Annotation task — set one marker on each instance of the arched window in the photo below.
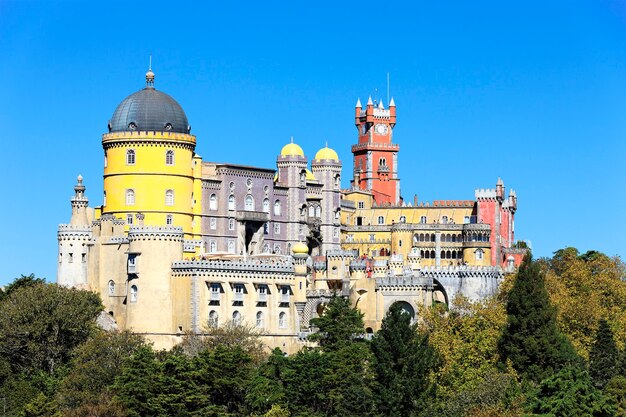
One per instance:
(169, 198)
(236, 318)
(169, 157)
(213, 318)
(130, 157)
(249, 203)
(130, 197)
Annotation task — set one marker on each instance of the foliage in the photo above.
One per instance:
(229, 335)
(531, 339)
(570, 392)
(603, 358)
(96, 364)
(340, 325)
(40, 325)
(21, 282)
(403, 363)
(584, 289)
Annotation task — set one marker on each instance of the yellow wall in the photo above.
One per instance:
(150, 177)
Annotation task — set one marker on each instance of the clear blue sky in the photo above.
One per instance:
(533, 92)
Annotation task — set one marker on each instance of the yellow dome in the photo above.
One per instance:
(300, 249)
(327, 153)
(291, 149)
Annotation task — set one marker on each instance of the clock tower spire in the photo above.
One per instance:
(375, 156)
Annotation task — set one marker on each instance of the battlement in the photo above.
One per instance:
(155, 233)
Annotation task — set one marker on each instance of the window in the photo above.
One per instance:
(169, 157)
(169, 197)
(130, 197)
(130, 157)
(213, 318)
(249, 203)
(237, 318)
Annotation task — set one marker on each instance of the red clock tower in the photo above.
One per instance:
(375, 157)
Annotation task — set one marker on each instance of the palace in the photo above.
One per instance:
(180, 244)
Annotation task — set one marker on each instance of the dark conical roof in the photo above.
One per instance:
(149, 110)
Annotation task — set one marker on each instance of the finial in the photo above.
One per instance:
(150, 75)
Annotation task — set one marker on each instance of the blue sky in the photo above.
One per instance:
(533, 92)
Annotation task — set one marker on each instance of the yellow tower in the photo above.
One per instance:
(148, 156)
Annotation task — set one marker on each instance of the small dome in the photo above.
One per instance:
(149, 110)
(291, 149)
(300, 249)
(327, 153)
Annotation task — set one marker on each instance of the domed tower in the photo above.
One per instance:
(326, 167)
(292, 174)
(148, 156)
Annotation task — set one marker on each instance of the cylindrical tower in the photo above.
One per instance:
(149, 161)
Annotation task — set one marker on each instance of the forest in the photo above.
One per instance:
(551, 342)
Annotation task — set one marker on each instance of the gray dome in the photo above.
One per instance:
(149, 110)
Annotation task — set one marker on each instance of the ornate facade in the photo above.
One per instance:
(180, 244)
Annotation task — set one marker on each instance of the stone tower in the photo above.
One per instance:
(375, 156)
(326, 167)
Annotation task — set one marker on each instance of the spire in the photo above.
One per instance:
(150, 75)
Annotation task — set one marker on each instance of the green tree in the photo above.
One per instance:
(403, 363)
(22, 281)
(531, 339)
(603, 358)
(95, 365)
(341, 324)
(570, 392)
(40, 325)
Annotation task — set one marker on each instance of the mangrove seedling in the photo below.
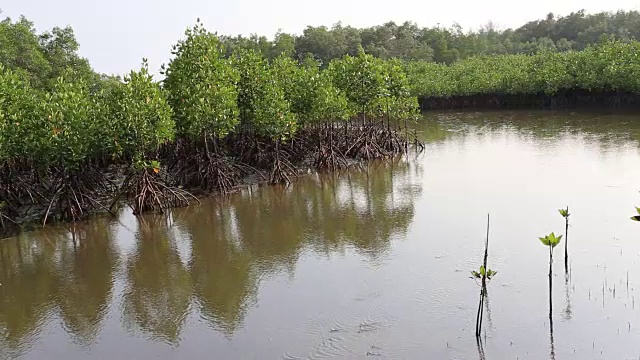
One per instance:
(565, 214)
(551, 241)
(483, 274)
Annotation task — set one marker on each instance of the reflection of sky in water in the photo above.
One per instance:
(368, 262)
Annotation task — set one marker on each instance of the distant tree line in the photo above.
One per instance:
(44, 57)
(446, 45)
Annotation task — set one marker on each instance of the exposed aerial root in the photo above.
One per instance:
(146, 190)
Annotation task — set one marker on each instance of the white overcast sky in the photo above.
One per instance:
(116, 34)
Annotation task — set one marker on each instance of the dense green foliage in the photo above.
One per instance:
(42, 58)
(439, 44)
(608, 66)
(201, 87)
(140, 116)
(68, 137)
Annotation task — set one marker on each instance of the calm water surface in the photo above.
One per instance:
(366, 264)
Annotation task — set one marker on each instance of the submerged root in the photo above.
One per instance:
(282, 170)
(329, 158)
(76, 194)
(145, 190)
(210, 172)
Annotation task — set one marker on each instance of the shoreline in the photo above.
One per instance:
(570, 99)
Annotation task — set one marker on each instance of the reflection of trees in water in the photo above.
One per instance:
(27, 296)
(606, 131)
(223, 281)
(251, 235)
(70, 271)
(87, 262)
(158, 292)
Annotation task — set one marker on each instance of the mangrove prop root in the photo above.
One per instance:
(207, 171)
(329, 158)
(146, 190)
(76, 193)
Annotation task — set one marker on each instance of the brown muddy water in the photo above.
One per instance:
(367, 264)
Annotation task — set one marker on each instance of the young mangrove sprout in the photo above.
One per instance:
(551, 241)
(483, 274)
(565, 214)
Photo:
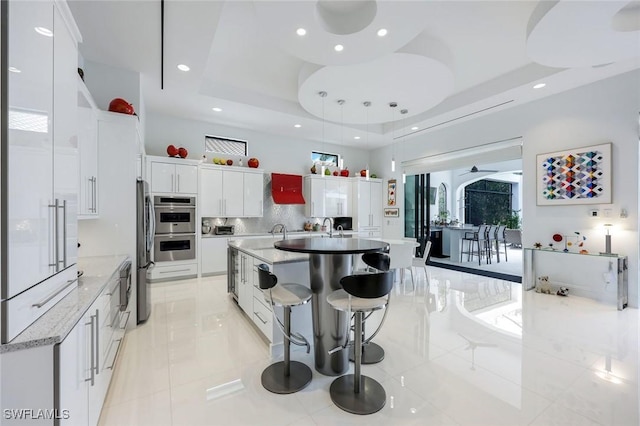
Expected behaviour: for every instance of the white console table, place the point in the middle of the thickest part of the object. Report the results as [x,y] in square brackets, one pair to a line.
[600,277]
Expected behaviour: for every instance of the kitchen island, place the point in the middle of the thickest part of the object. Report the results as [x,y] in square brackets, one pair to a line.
[330,259]
[243,257]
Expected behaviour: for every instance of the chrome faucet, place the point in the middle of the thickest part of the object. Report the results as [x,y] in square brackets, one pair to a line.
[330,226]
[283,229]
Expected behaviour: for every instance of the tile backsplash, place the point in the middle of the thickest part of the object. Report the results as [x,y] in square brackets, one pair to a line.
[291,215]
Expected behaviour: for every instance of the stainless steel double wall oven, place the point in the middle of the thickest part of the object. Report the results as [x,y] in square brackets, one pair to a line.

------------------------------

#### [GIVEN PROBLEM]
Beginning at the line where "Expected behaviour: for every instance of the chrome" appears, extract each line through the end of the data above; keep them exact and include nothing else.

#### [TASK OUTPUT]
Expected behaviour: for every instance of the chrome faucet, place the point in the middle of the thickest part of the object. Report the results as [x,y] in square brackets, one pair to a line.
[330,226]
[283,229]
Expected behaviour: for every instance of the tile backsplash, place the point in the middle of the thickest part of the object. Report the results as [x,y] in square brackets, one pair to a line.
[291,215]
Expected behaviour: for every instance of the stainless steel double wall oven, place the point in the middle of the thickest part of the object. Report the results as [x,y] in square brackets, one pair to a line.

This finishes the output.